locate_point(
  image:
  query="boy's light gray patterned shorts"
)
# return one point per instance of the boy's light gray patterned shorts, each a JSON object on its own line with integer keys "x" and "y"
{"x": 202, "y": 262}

═══

> **EXERCISE DESCRIPTION**: The listing above needs to be retyped. Reproduce every line exactly.

> **REPLY**:
locate_point(
  image:
  query="boy's light gray patterned shorts"
)
# return one point per instance of the boy's light gray patterned shorts, each a JSON object on its own line with integer keys "x" and "y"
{"x": 202, "y": 262}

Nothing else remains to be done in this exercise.